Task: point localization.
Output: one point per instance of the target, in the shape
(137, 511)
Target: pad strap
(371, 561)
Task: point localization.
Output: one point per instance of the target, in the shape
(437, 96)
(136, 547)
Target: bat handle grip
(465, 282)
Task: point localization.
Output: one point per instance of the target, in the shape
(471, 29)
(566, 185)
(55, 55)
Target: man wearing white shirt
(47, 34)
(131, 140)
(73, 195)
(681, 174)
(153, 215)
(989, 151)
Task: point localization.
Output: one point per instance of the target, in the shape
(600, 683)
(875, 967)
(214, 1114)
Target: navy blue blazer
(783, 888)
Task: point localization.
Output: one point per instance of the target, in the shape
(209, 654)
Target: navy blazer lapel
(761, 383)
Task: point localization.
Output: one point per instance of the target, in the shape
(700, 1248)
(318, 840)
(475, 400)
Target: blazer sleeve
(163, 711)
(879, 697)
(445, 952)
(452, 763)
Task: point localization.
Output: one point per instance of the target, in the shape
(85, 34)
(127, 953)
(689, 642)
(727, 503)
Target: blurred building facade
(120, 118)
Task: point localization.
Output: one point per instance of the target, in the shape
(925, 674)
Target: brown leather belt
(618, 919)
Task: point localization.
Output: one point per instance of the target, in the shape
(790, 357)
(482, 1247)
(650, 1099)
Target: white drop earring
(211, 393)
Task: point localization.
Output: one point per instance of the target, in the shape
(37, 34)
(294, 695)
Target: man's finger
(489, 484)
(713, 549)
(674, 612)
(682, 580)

══════════════════════════════

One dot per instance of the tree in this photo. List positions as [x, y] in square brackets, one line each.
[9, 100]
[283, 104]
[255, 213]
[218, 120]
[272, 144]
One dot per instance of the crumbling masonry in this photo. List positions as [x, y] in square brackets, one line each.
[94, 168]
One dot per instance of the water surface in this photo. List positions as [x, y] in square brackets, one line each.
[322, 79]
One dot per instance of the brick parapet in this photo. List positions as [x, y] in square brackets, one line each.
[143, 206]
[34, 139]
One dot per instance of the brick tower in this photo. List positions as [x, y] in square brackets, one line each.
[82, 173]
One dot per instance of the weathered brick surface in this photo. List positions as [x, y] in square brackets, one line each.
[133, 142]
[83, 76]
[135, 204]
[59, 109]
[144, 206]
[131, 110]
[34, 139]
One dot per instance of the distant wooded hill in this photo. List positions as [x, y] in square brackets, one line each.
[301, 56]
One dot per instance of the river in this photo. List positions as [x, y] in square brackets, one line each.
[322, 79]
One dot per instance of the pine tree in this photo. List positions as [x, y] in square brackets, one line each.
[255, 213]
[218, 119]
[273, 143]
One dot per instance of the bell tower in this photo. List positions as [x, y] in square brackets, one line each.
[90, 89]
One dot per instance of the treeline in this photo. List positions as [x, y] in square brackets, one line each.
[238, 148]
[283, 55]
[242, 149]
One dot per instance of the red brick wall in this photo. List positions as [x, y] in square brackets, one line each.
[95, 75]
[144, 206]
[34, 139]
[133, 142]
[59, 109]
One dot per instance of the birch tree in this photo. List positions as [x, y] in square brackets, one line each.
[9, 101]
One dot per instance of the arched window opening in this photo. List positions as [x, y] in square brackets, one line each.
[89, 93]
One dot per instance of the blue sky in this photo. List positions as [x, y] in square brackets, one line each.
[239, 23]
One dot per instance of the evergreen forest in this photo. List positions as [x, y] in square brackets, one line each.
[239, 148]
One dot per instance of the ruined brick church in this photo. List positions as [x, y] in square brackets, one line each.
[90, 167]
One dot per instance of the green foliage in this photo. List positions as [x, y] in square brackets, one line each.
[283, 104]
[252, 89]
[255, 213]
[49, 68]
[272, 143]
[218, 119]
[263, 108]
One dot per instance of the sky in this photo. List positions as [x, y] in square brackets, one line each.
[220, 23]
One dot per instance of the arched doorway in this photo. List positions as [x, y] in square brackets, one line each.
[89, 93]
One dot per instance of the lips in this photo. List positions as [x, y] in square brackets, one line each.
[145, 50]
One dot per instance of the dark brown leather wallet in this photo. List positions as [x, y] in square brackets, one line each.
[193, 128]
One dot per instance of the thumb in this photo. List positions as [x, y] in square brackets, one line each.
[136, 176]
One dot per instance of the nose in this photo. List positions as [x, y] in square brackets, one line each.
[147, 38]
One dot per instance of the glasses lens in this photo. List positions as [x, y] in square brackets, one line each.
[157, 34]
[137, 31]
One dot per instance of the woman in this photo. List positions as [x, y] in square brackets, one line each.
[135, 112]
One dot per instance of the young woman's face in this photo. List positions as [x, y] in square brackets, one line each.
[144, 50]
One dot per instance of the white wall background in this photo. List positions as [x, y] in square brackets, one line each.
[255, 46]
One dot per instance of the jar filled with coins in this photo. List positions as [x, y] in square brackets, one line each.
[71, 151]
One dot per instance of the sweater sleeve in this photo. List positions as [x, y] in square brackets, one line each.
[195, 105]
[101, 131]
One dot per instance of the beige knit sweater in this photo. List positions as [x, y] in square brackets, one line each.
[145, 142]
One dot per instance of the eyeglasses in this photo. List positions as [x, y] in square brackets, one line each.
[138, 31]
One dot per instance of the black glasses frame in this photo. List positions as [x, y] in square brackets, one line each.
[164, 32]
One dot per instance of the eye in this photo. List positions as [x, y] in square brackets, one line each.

══════════════════════════════

» **WHAT IS BEING ASKED**
The required answer is the run of lines above, starting at the line with "One dot per instance of the white" and ending at the line with "One dot per instance of the eye in", reproduced exactly with both ends.

» **TASK SOLUTION**
One dot per instance of the white wall background in this photo. List positions as [x, y] in square brackets, one line each.
[255, 46]
One dot per instance of the jar filled with coins in this photo. List positions as [x, y] in square brackets, one line each.
[71, 151]
One dot per instance of the sweater sleeve in this photo. List positions as [x, y] in square brackets, one line each.
[195, 105]
[101, 131]
One dot per instance of the beige knit sweater in this photo. List positions as [x, y] in square brackets, one line each.
[145, 142]
One dot per instance of the eyeglasses in this photo. List positions as [x, y] in square brackets, one line each.
[138, 31]
One dot per instance of the black glasses frame in this photo. List positions as [x, y] in square brackets, one line each.
[164, 32]
One dot per instance of the eye in this photo. List positions as [x, y] in square brackets, one line each.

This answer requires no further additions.